-------- EXTRACTED ENTRIES
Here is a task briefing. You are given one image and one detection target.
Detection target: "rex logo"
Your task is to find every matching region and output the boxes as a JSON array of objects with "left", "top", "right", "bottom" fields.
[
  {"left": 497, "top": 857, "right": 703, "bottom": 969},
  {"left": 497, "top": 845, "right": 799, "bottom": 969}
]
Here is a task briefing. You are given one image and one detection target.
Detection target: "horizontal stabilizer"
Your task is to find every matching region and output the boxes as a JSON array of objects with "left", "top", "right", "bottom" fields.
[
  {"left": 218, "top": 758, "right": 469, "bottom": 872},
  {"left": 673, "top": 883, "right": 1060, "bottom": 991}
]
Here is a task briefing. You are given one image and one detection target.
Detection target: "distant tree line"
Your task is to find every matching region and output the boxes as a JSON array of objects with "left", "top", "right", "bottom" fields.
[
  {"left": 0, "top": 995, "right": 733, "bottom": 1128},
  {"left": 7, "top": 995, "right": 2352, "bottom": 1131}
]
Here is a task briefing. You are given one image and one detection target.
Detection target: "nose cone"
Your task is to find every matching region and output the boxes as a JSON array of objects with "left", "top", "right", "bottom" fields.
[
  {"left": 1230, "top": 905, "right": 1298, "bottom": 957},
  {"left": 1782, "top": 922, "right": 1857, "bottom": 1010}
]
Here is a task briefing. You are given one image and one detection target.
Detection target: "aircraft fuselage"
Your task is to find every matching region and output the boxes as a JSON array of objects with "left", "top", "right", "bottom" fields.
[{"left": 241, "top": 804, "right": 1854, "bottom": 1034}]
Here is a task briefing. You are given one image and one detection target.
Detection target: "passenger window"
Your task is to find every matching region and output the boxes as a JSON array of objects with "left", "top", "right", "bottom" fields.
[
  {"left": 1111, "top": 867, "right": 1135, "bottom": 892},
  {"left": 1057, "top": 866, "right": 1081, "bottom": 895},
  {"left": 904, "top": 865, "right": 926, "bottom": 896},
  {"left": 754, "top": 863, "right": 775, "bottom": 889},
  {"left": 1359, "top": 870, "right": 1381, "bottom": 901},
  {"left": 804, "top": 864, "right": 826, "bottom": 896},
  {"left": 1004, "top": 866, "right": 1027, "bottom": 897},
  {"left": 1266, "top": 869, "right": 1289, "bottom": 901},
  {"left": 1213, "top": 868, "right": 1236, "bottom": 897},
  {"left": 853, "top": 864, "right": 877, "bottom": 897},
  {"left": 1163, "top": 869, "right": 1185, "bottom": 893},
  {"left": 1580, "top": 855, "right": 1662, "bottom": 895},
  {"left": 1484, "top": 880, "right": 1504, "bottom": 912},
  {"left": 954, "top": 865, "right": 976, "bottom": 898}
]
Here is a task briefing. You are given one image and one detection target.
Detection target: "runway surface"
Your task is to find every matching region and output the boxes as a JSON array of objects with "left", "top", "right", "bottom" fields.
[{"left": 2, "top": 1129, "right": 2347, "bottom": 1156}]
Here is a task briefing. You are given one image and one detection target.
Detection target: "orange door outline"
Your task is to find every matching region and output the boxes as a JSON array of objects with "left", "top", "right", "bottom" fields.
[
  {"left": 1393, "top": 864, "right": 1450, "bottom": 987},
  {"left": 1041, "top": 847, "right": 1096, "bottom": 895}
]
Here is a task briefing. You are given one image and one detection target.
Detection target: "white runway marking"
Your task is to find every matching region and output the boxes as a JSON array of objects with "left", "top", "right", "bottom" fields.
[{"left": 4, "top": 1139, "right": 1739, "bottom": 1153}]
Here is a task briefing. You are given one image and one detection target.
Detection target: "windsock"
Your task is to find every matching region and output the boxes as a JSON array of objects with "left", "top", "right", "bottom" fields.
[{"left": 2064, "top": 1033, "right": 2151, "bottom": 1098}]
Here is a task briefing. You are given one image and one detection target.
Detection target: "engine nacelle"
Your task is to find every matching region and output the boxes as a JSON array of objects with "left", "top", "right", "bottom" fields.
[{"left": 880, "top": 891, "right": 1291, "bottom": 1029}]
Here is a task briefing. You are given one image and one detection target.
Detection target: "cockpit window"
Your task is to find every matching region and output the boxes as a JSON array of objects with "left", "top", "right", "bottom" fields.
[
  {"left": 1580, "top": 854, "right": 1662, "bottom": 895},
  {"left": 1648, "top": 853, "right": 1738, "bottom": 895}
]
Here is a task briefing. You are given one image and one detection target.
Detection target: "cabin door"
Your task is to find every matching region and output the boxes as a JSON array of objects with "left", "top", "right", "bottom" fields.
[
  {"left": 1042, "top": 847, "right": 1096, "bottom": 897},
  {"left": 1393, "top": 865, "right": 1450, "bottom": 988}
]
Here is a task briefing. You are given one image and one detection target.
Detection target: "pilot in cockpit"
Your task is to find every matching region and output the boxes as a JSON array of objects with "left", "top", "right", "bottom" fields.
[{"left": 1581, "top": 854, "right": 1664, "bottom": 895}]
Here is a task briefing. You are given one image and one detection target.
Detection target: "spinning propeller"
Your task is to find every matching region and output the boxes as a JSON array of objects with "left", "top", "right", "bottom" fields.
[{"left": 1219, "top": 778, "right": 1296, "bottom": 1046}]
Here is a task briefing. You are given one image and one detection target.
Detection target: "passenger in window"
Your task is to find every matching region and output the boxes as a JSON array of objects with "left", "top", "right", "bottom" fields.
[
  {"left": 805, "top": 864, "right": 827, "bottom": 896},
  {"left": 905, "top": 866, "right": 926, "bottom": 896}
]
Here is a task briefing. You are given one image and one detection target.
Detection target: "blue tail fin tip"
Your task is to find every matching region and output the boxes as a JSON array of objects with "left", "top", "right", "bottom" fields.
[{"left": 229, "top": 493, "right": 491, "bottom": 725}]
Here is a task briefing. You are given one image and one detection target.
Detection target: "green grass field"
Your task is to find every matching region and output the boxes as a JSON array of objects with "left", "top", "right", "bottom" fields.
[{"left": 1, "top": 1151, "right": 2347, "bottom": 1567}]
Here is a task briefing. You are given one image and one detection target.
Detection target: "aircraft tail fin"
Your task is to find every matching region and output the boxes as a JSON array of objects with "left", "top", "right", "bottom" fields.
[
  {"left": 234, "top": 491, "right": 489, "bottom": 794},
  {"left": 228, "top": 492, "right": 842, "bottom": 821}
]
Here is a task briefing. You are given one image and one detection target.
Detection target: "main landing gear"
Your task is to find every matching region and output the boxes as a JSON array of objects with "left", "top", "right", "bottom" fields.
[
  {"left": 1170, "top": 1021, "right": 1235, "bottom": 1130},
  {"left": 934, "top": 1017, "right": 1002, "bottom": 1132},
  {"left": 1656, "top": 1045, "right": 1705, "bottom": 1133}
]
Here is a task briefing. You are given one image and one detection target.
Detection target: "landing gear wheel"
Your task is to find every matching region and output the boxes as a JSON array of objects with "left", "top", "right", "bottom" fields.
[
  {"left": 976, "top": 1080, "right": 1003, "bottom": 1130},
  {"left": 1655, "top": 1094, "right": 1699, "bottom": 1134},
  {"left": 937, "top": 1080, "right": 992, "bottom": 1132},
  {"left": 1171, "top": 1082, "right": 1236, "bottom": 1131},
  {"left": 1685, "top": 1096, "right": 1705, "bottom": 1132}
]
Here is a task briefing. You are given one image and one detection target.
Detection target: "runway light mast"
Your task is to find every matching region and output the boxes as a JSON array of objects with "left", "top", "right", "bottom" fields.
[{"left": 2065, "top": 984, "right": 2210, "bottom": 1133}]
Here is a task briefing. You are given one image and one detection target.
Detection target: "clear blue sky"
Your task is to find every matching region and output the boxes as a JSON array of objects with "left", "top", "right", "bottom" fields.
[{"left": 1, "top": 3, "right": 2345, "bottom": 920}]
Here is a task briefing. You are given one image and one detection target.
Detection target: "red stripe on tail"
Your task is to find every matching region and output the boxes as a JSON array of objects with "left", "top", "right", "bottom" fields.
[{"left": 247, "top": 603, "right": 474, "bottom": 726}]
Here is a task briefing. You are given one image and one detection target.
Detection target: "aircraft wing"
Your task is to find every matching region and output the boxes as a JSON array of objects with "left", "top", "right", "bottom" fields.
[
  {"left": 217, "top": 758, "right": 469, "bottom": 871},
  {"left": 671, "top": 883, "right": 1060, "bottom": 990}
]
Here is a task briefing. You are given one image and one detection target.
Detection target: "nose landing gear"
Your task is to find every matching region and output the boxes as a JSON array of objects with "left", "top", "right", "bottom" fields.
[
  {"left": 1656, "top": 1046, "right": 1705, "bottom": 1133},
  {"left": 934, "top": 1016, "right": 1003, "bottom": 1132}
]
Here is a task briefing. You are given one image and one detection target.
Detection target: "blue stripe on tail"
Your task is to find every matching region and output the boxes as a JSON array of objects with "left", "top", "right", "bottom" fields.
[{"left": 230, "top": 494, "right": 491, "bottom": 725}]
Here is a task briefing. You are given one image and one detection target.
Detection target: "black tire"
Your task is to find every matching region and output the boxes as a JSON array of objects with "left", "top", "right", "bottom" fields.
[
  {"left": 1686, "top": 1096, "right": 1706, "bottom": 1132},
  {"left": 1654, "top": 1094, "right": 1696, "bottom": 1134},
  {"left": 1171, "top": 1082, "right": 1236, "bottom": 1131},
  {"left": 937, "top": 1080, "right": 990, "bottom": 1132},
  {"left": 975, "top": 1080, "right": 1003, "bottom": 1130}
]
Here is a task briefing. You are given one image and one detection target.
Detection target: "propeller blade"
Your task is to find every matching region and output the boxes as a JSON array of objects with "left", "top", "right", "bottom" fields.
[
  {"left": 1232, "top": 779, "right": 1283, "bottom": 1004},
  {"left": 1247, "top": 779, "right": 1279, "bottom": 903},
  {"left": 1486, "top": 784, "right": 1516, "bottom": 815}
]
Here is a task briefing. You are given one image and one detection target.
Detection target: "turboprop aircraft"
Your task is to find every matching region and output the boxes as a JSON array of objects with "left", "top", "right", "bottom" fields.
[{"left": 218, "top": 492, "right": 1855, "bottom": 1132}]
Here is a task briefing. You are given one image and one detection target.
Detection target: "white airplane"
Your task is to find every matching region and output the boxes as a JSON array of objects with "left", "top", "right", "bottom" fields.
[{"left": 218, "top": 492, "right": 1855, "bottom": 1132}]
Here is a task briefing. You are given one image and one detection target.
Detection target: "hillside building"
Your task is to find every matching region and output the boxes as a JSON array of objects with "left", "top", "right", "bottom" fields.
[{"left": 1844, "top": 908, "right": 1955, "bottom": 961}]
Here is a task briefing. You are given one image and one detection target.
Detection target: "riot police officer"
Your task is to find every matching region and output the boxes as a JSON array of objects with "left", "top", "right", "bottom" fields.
----------------
DIRECTIONS FOR THIS TASK
Your answer should be the lines of the records that hold the string "stripe".

SOLUTION TO THIS EXERCISE
Detection target: "red stripe on tail"
Detection target: "blue stripe on tail"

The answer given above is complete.